> [PROVIDED TEXT]
Reactions run the gamut to the U.S. Department of Education's newly proposed Title IX athletics rule prohibiting blanket bans of transgender students participating on teams aligning with their gender identities.
On one hand, some liberal organizations are commending the administration's effort to protect transgender students.
“We welcome this guidance," said Randi Weingarten, president of the American Federation of Teachers, in a statement following the proposal's release Thursday. Weingarten added that the rule offers a "practical road map for schools and colleges to craft athletic policies and criteria for male and female teams consistent with Title IX.”
GLSEN, a leading K-12 LGBTQ advocacy organization, said in a statement that while it commends the proposal, "amid intensifying anti-transgender political attacks, we cannot count on good actors" to enforce it justly. GLSEN Executive Director Melanie Willingham-Jaggers said they hope the final rule will support the full inclusion of trans, nonbinary and intersex students in sports — which is far different than the current proposal.

> [REQUIRED TASK 1] Reproduce the Title IX news passage word for word.
The Title IX news passage and the listing are unrelated to each other.

> [TASK DATA]
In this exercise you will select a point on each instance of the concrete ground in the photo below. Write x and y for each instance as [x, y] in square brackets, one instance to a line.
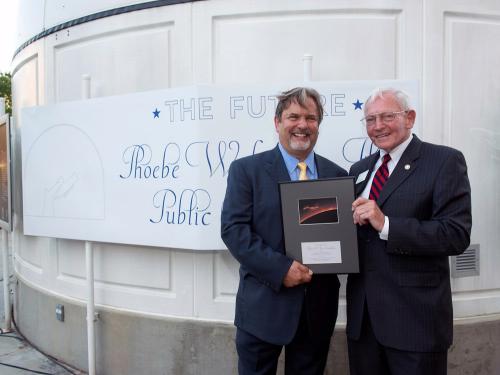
[17, 356]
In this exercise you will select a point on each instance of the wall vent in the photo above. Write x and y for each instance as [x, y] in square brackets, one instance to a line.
[466, 264]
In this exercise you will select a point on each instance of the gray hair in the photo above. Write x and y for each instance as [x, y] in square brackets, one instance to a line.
[401, 97]
[299, 95]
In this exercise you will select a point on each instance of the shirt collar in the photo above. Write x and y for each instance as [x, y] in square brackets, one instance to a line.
[291, 161]
[397, 152]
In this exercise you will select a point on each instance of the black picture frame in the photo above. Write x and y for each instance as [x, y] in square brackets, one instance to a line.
[317, 224]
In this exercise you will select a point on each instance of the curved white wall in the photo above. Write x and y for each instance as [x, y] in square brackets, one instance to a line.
[451, 47]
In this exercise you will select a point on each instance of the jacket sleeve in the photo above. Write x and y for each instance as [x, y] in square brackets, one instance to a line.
[447, 230]
[243, 233]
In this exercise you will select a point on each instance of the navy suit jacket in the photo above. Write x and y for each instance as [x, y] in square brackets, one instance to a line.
[405, 281]
[251, 228]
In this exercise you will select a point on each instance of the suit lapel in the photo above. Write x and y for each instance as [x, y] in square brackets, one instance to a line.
[405, 167]
[275, 166]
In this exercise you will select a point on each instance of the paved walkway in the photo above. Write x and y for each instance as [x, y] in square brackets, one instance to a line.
[17, 356]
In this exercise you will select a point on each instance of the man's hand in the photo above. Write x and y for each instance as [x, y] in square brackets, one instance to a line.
[366, 211]
[297, 274]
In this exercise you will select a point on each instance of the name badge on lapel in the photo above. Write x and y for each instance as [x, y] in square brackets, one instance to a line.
[362, 177]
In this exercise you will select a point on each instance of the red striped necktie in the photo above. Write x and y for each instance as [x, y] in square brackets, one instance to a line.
[380, 178]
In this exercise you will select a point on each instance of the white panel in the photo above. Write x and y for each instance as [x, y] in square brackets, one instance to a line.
[266, 43]
[118, 63]
[472, 87]
[127, 53]
[461, 89]
[216, 285]
[268, 47]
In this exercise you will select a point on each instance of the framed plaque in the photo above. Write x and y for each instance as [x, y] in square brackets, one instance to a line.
[318, 226]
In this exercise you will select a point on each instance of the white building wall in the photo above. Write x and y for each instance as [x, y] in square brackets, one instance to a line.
[451, 47]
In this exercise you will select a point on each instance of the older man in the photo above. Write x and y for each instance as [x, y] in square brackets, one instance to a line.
[413, 211]
[279, 302]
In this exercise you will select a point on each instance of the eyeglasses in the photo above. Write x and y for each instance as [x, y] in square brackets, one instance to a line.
[385, 117]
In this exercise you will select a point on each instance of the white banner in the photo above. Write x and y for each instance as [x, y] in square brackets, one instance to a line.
[150, 168]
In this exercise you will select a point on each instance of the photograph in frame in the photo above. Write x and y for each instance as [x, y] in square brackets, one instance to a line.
[318, 226]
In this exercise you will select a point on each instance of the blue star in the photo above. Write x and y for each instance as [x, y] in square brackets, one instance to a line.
[357, 104]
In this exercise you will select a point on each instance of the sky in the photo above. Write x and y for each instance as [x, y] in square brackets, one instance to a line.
[8, 30]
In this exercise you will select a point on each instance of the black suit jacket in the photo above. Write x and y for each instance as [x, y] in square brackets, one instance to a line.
[405, 281]
[252, 230]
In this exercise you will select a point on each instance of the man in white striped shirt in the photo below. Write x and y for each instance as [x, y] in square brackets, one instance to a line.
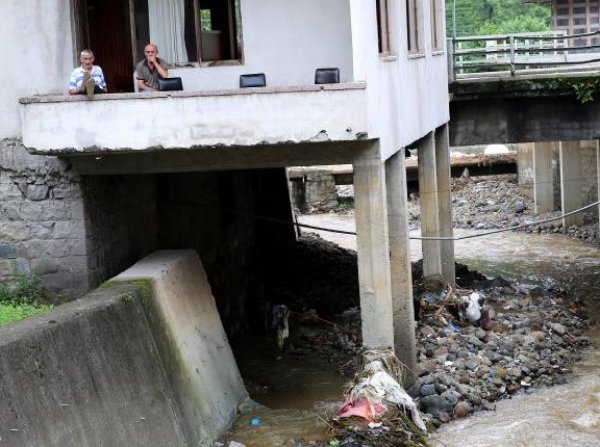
[88, 78]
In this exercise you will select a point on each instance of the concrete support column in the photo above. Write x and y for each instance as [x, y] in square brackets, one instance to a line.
[373, 249]
[442, 159]
[430, 219]
[570, 181]
[598, 177]
[405, 345]
[543, 188]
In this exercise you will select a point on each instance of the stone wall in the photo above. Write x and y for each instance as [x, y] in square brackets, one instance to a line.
[218, 215]
[76, 232]
[42, 227]
[121, 222]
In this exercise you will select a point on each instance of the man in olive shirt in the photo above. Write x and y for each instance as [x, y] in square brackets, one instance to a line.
[150, 70]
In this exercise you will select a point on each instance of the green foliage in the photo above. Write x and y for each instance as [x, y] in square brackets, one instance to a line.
[10, 312]
[481, 17]
[584, 88]
[24, 289]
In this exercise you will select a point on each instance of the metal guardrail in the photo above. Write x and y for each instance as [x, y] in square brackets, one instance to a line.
[526, 55]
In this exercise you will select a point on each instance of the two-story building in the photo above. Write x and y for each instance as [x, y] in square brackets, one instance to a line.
[90, 186]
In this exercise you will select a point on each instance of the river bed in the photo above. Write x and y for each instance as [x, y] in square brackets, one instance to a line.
[557, 416]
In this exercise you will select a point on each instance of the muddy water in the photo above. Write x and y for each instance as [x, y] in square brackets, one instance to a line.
[567, 415]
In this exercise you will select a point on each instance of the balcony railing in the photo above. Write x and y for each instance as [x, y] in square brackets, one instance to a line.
[196, 119]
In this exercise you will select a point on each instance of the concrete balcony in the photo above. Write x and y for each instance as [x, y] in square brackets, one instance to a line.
[133, 122]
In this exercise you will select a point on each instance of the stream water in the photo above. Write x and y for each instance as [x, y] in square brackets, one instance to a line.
[566, 415]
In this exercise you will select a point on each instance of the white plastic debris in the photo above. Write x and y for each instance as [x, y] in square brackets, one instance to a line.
[378, 388]
[473, 308]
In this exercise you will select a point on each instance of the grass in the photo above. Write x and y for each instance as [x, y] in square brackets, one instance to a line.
[22, 298]
[10, 312]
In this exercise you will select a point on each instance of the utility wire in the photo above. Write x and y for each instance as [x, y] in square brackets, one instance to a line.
[441, 238]
[422, 238]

> [REQUIRED TASK 2] Rescale the listing from the line holding "the white plastic" through its final line, inclusive, and give those lines again with the requests included. Multiply every coordinate in the answers by 0.3 and round each result to a whole number, with halves rounded up.

> [EXERCISE RESULT 1]
Reactions run the gamut to the U.S. Department of Education's newly proposed Title IX athletics rule prohibiting blanket bans of transgender students participating on teams aligning with their gender identities.
On one hand, some liberal organizations are commending the administration's effort to protect transgender students.
“We welcome this guidance," said Randi Weingarten, president of the American Federation of Teachers, in a statement following the proposal's release Thursday. Weingarten added that the rule offers a "practical road map for schools and colleges to craft athletic policies and criteria for male and female teams consistent with Title IX.”
GLSEN, a leading K-12 LGBTQ advocacy organization, said in a statement that while it commends the proposal, "amid intensifying anti-transgender political attacks, we cannot count on good actors" to enforce it justly. GLSEN Executive Director Melanie Willingham-Jaggers said they hope the final rule will support the full inclusion of trans, nonbinary and intersex students in sports — which is far different than the current proposal.

> [EXERCISE RESULT 2]
In this exercise you will select a point on each instance of the white plastic debris in the photo above. Write x and y for each instance as [x, y] in square brackets, one instance to a line.
[113, 116]
[142, 92]
In this exercise you will select a point on each instance of the grass in the photo above. Write x and y for each instance as [x, y] in square brackets, one instance to a line.
[7, 89]
[3, 94]
In this exercise you will select a point on each instance of the utility wire in the photo above. Write x and y for each instance as [x, y] in square brackets, one instance to a line.
[132, 71]
[127, 71]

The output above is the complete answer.